Data under study:
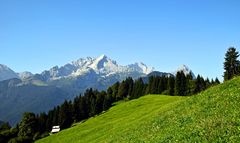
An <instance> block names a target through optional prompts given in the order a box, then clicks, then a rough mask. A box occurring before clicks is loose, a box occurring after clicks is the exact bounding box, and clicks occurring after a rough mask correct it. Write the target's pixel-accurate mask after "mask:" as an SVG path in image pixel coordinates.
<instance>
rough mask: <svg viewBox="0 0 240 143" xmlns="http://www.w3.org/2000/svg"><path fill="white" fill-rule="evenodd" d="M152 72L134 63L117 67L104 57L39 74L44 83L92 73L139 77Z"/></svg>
mask: <svg viewBox="0 0 240 143" xmlns="http://www.w3.org/2000/svg"><path fill="white" fill-rule="evenodd" d="M152 71H153V68H148V67H147V66H146V65H145V64H143V63H135V64H131V65H127V66H121V65H118V64H117V62H116V61H113V60H111V59H109V58H108V57H107V56H105V55H101V56H100V57H98V58H91V57H87V58H85V59H83V58H81V59H78V60H77V61H73V62H71V63H68V64H66V65H64V66H61V67H58V66H55V67H53V68H51V69H50V70H46V71H44V72H42V73H41V75H42V76H43V78H44V80H45V81H52V80H58V79H61V78H74V77H79V76H86V75H87V74H88V73H91V72H94V73H95V74H96V75H98V76H99V77H104V78H108V77H112V75H116V74H118V75H121V76H123V77H126V76H128V75H131V76H134V77H139V75H146V74H148V73H150V72H152Z"/></svg>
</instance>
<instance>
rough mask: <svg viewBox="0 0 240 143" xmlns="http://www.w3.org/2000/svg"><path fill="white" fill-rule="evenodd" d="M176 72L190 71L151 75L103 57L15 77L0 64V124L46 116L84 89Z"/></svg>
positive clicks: (71, 62)
mask: <svg viewBox="0 0 240 143" xmlns="http://www.w3.org/2000/svg"><path fill="white" fill-rule="evenodd" d="M177 71H183V72H184V73H185V74H189V73H191V74H192V75H193V76H194V77H195V75H194V74H193V73H192V71H191V70H190V69H189V68H188V67H187V66H185V65H182V66H181V67H179V68H178V69H177V70H176V71H175V72H171V73H164V72H158V71H154V68H152V67H148V66H147V65H145V64H143V63H135V64H130V65H126V66H122V65H118V64H117V62H116V61H114V60H111V59H110V58H108V57H107V56H105V55H101V56H99V57H97V58H91V57H87V58H80V59H78V60H76V61H72V62H70V63H68V64H65V65H63V66H61V67H58V66H54V67H52V68H51V69H49V70H45V71H43V72H41V73H39V74H32V73H31V72H22V73H16V72H14V71H13V70H11V69H10V68H8V67H7V66H6V65H2V64H0V101H2V104H0V120H3V121H8V122H10V124H12V125H14V124H16V123H17V122H18V121H19V120H20V118H21V115H22V113H23V112H35V113H39V112H46V111H48V110H49V109H51V108H53V107H54V106H57V105H59V104H61V103H62V102H64V100H70V99H73V98H74V97H75V96H77V95H79V94H80V93H83V92H84V91H85V90H86V89H87V88H94V89H98V90H106V89H107V87H109V86H110V85H112V84H114V83H115V82H117V81H122V80H124V79H126V78H127V77H132V78H133V79H137V78H139V77H145V78H146V77H148V76H174V75H175V74H176V72H177Z"/></svg>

Exercise goal:
The entries are to be written out again exactly, without their pictures.

Answer to the problem:
An <instance> block names a target through optional prompts given in the order a box, then clicks, then a rough mask. A box occurring before clicks is loose, a box occurring after clicks is the exact bounding box, and clicks occurring after a rough mask correct it. Write the target's pixel-accurate mask after "mask:" as an SVG path in image pixel coordinates.
<instance>
rough mask: <svg viewBox="0 0 240 143" xmlns="http://www.w3.org/2000/svg"><path fill="white" fill-rule="evenodd" d="M152 72L134 63L117 67L104 57L39 74L44 83L92 73L139 77Z"/></svg>
mask: <svg viewBox="0 0 240 143" xmlns="http://www.w3.org/2000/svg"><path fill="white" fill-rule="evenodd" d="M152 71H153V68H148V67H147V66H146V65H145V64H143V63H135V64H131V65H127V66H121V65H118V64H117V62H116V61H113V60H111V59H109V58H108V57H107V56H105V55H101V56H100V57H98V58H91V57H87V58H85V59H83V58H81V59H78V60H77V61H73V62H71V63H68V64H66V65H64V66H61V67H58V66H55V67H53V68H51V69H50V70H46V71H44V72H42V73H41V75H42V76H43V78H44V80H45V81H52V80H58V79H61V78H74V77H79V76H86V75H87V74H88V73H91V72H94V73H95V74H96V75H98V76H99V77H104V78H108V77H112V75H116V74H118V75H121V76H123V77H126V76H128V75H131V76H134V77H139V75H146V74H148V73H150V72H152Z"/></svg>
</instance>
<instance>
rough mask: <svg viewBox="0 0 240 143" xmlns="http://www.w3.org/2000/svg"><path fill="white" fill-rule="evenodd" d="M176 72L190 71L151 75L103 57L15 77L0 64V124L46 116L84 89Z"/></svg>
positive clicks: (71, 62)
mask: <svg viewBox="0 0 240 143" xmlns="http://www.w3.org/2000/svg"><path fill="white" fill-rule="evenodd" d="M177 71H183V72H184V73H185V74H189V73H191V74H192V75H193V76H194V77H195V75H194V74H193V73H192V71H191V70H190V69H189V68H188V67H187V66H185V65H182V66H181V67H179V68H178V69H177V70H176V71H175V72H171V73H164V72H158V71H154V68H152V67H148V66H147V65H145V64H143V63H135V64H130V65H126V66H122V65H118V64H117V62H116V61H114V60H111V59H110V58H108V57H107V56H105V55H101V56H99V57H97V58H91V57H87V58H80V59H78V60H76V61H72V62H70V63H68V64H65V65H63V66H61V67H58V66H54V67H52V68H51V69H49V70H45V71H43V72H41V73H39V74H32V73H31V72H22V73H16V72H14V71H13V70H11V69H10V68H8V67H7V66H6V65H2V64H0V101H2V104H0V120H3V121H8V122H10V124H12V125H14V124H16V123H17V122H18V121H19V120H20V118H21V115H22V113H23V112H35V113H39V112H46V111H48V110H49V109H51V108H53V107H54V106H57V105H59V104H61V103H62V102H64V100H70V99H73V98H74V97H75V96H77V95H79V94H80V93H83V92H84V91H85V90H86V89H87V88H94V89H98V90H106V89H107V87H109V86H110V85H112V84H114V83H115V82H117V81H122V80H124V79H126V78H127V77H132V78H133V79H137V78H139V77H145V78H146V77H148V76H174V75H175V74H176V72H177Z"/></svg>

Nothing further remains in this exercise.